::: Text shown

Why Apple Watch isn't the most advanced timepiece

When Apple CEO Tim Cook first unveiled Apple Watch last September, he proclaimed it as "the most advanced timepiece ever created."
The Apple Watch went on sale this past Friday. So let the revolution in the revolutions of a watch hand begin(!).
After allowing us to stop the watch for a minute, because a few experts beg to differ with Cook's ease of use with the term "most advanced timepiece ever." Taking on Apple is dangerous business. You run the risk of not only having another U2 album automatically loaded into your iTunes account as a Godfather-like sample of what Apple can do to you, but getting the hordes of Apple fan boys and fan girls mad at you.
But these experts should know—they may not write for Re/code orConsumer Reports, but they've spent their lives studying the history of timepieces, a field known as horology. It may be less sexy than current consumer thrall to every gadget coming out of Silicon Valley, but to horologists the measure of how advanced a timepiece is depends on how much it advanced society.

::::::

### Given exercise A
Could you convert the entries from the line holding "class=bird's leg" through the end of the entries, both ends included, into a Markdown table with the columns Row and Line, leaving out any blank lines?

::: Material for this exercise

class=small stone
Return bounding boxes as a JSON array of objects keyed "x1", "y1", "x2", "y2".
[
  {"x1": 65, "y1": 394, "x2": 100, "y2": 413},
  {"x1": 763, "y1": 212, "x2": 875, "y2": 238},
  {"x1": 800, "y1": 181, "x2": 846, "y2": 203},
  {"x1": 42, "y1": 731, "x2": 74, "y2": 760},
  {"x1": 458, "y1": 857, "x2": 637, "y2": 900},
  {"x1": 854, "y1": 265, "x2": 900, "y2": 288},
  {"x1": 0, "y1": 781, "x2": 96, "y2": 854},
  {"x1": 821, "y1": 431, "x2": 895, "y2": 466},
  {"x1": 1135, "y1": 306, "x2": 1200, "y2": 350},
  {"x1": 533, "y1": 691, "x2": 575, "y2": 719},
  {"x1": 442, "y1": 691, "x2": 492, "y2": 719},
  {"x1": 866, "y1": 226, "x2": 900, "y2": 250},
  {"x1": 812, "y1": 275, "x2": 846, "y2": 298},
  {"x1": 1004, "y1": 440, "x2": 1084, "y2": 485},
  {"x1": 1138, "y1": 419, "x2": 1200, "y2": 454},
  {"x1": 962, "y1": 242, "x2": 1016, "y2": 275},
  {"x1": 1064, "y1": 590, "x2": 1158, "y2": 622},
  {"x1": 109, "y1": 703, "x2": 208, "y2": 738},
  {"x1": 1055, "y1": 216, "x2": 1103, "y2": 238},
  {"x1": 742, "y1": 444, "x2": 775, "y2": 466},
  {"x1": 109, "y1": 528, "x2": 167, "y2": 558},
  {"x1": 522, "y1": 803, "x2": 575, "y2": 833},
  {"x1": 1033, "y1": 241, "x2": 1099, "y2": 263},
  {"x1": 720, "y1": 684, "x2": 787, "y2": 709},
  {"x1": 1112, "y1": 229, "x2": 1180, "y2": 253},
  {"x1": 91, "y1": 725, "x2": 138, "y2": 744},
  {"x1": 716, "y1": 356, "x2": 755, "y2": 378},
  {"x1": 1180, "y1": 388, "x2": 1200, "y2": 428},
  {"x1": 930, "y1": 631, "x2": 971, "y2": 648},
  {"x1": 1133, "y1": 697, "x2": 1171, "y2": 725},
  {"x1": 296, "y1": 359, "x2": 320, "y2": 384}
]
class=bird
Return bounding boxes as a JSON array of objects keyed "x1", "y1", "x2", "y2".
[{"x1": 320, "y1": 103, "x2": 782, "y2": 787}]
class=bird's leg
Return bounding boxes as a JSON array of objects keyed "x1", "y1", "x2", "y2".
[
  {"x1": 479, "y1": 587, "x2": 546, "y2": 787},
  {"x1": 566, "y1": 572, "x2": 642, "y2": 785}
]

::::::

### Given exercise B
Which names of companies, publications, or bands appear in the Apple Watch text?

### Complete output A
| Row | Line |
|---|---|
| 1 | class=bird's leg |
| 2 | Return bounding boxes as a JSON array of objects keyed "x1", "y1", "x2", "y2". |
| 3 | [ |
| 4 |   {"x1": 479, "y1": 587, "x2": 546, "y2": 787}, |
| 5 |   {"x1": 566, "y1": 572, "x2": 642, "y2": 785} |
| 6 | ] |

### Complete output B
Apple, Re/code, Consumer Reports, and U2